(Labeled-object pointing entries)

■ ■ ■

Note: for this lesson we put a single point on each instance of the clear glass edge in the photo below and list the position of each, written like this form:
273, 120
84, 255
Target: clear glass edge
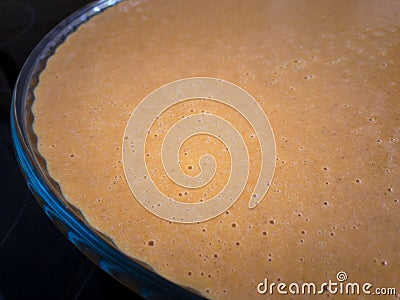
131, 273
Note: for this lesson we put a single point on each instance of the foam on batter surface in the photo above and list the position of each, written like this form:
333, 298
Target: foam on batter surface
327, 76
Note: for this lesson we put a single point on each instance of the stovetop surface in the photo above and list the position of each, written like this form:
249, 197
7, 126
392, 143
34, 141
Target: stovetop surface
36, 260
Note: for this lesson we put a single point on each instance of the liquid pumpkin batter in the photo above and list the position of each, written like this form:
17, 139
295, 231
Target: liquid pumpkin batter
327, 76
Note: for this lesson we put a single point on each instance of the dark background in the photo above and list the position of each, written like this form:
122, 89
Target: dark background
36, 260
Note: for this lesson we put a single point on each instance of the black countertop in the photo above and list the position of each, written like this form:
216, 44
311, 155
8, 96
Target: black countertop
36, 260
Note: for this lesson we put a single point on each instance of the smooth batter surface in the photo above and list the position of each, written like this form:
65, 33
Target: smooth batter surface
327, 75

■ ■ ■

# The request
Restate each of the lines, requests included, from the line that contains "of the smooth" through the final line. Multiply every coordinate in the answers by 2.55 and round to whole numbers with halves rounded up, but leave the requests and their format samples unchanged.

# Response for this exercise
Note: for this lesson we put a single point on each instance of the smooth batter surface in the photo above and list the position of each, written like this form:
65, 33
Target: smooth batter surface
834, 191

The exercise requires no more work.